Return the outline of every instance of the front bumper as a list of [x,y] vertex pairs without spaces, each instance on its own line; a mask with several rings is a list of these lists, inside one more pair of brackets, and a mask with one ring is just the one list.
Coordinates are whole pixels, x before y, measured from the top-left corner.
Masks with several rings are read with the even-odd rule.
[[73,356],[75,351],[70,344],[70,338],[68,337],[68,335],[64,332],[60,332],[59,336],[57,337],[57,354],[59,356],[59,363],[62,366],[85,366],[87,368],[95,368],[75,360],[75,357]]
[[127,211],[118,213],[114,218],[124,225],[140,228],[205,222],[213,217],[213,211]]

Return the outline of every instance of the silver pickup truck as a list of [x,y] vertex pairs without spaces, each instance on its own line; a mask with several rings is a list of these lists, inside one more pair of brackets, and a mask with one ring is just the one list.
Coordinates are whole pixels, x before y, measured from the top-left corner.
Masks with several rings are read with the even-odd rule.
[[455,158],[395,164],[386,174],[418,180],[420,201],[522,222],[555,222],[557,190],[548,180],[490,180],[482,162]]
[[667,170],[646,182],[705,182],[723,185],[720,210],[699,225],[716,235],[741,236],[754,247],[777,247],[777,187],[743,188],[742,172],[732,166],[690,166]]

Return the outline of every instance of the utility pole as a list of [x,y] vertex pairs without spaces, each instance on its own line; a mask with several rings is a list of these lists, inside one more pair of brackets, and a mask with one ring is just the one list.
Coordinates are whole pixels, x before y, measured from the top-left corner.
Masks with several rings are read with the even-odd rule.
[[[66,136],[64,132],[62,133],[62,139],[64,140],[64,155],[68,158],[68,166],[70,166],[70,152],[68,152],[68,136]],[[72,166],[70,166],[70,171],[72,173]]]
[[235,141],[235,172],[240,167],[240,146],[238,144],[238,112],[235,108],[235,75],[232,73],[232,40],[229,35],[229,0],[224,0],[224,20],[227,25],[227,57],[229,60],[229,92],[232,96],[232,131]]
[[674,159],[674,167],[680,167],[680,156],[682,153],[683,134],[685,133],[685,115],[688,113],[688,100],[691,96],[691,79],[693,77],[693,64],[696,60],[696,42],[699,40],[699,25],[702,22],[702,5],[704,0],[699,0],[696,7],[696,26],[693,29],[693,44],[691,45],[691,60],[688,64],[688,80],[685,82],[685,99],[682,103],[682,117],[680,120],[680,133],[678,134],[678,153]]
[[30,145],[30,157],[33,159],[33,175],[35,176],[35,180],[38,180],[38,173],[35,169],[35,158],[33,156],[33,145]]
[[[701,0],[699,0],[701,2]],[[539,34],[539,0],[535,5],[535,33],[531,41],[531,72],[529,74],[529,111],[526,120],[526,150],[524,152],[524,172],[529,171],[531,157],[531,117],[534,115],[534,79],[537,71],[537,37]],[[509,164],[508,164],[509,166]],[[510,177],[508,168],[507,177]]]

----

WHAT IS EXPECTED
Gather each line of the data that contains the word "Return". Case counts.

ANSWER BELOW
Return the outline of every instance of the front bumper as a list of [x,y] vertex pairs without spaces, each instance on its own line; a mask with several rings is a list of these lists, inside one more pair of brackets, and a mask with one ring is just the one list.
Return the outline of every instance of the silver pickup truck as a list of [x,y] vertex pairs without spaces, each instance on its own line; a mask with several rings is a list of these lists, inside one more pair of brackets, and a mask with one ring is just the one list.
Return the outline of every instance of the utility pole as a list of [x,y] vertex pairs without spaces, each instance on its own line; a mask with several rings is a list of these lists, inside one more pair of brackets, and a mask with one ring is just the one list.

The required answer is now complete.